_TEXTE À LIRE_
Pour 2014, le budget de la DGSE s'élèvera à 650 millions d'euros en crédits de paiement, soit une hausse de 8,5% par rapport à 2013 (+17% hors masse salariale). A cette dotation, il faut ajouter les crédits provenant des fonds spéciaux, dont le montant est de 50 millions d'euros, et qui bénéficient principalement à la DGSE.

Quelles sont les raisons qui expliquent l'augmentation de ses crédits ?

Premièrement, 65 emplois supplémentaires devraient être créés à la DGSE en 2014, ce qui est conforme au plan de recrutement prévu par le précédent Livre blanc de 2008 et la précédente LPM, qui ont prévu la création de 690 agents supplémentaires sur la période 2009-2014.

Les recrutements concernent exclusivement des personnels de haut niveau : deux tiers d'ingénieurs spécialisés dans le renseignement technique, un tiers sur des analystes et des linguistes pour l'exploitation du renseignement.

Un deuxième facteur d'augmentation des crédits est la poursuite de l'amélioration de la situation statutaire et indiciaire des fonctionnaires de la DGSE, avec notamment la création d'un corps d'administrateurs de la DGSE, en partie recruté à la sortie de l'ENA.

Le régime des primes des personnels civils de ce service serait, toutefois, moins favorable que celui en vigueur au sein des autres services du ministère de la défense, ce qui constitue à nos yeux une anomalie qu'il conviendrait de corriger.

_DONNÉES ENREGISTRÉES_
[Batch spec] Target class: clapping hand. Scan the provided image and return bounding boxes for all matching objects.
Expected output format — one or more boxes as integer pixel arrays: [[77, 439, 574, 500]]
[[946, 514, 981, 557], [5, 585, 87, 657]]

_EXERCICE PROPOSÉ A_
Indiquez si chacune des affirmations suivantes est conforme au texte sur le budget de la DGSE, en répondant par oui ou par non et en citant les mots décisifs du texte : (i) le budget de la DGSE pour 2014 progresse de 8,5 % par rapport à 2013 ; (ii) la moitié des recrutements concerne des ingénieurs ; (iii) le régime des primes des personnels civils de la DGSE est plus avantageux que celui des autres services du ministère de la défense.
_EXERCICE PROPOSÉ B_
Modifiez le texte sur le budget de la DGSE depuis « Pour 2014, le » jusqu'à « principalement à la DGSE. » inclus, en remplaçant « fonds spéciaux » par « fonds secrets ».
_EXERCICE PROPOSÉ C_
Poursuivez le texte sur le budget de la DGSE à partir de la dernière phrase.
Le listing n'a aucune utilité ici.

_CORRIGÉ DE L'EXERCICE A_
(i) Oui : « soit une hausse de 8,5% par rapport à 2013 ».
(ii) Non : « deux tiers d'ingénieurs spécialisés dans le renseignement technique ».
(iii) Non : « moins favorable que celui en vigueur au sein des autres services du ministère de la défense ».

_CORRIGÉ DE L'EXERCICE B_
Pour 2014, le budget de la DGSE s'élèvera à 650 millions d'euros en crédits de paiement, soit une hausse de 8,5% par rapport à 2013 (+17% hors masse salariale). A cette dotation, il faut ajouter les crédits provenant des fonds secrets, dont le montant est de 50 millions d'euros, et qui bénéficient principalement à la DGSE.

_CORRIGÉ DE L'EXERCICE C_
Troisième facteur d'augmentation, les crédits d'équipement, avec une hausse de 60% des dépenses d'investissement. Il s'agit de renforcer les moyens d'écoute des télécommunications, afin de s'adapter à la croissance des flux, ainsi que les capacités de déchiffrement. Il faut préciser, à cet égard, qu'une partie des moyens font l'objet d'une mutualisation avec les autres services de renseignement, notamment la DRM.

En résumé, le projet de budget de la DGSE traduit l'accentuation des moyens humains et techniques prévue par le précédent Livre blanc de 2008.

Cet effort qui se chiffre en dizaines de millions - ce qui reste modeste par rapport à l'ensemble du budget de la défense (le budget total de la DGSE représente 1,3% du budget de la défense) - doit surtout être analysé comme un rattrapage nécessaire.

Dans le passé, les moyens de la DGSE n'avaient pas vraiment été augmentés à la hauteur des besoins.

Le service compte actuellement 5 100 agents, dont deux tiers de civils et un tiers de militaires.

A périmètre comparable, les services britanniques comptent un effectif pratiquement deux fois supérieur à celui de la DGSE. C'est aussi le cas des services allemands, qui ne remplissent pas les mêmes missions.

Par ailleurs, je regrette que malgré la priorité accordée au renseignement, les services de renseignement, dont la DGSE, ne soient pas épargnés par le « gel » et le « surgel » des crédits pour la mise en réserve de précaution. A ce titre, le budget de la DGSE a été amputé de 19 millions d'euros en AE et 16 millions d'euros en CP en 2013.

Toujours sur le renseignement, je voudrais dire un mot sur la DPSD, service moins connu que la DGSE et dont on parle peu.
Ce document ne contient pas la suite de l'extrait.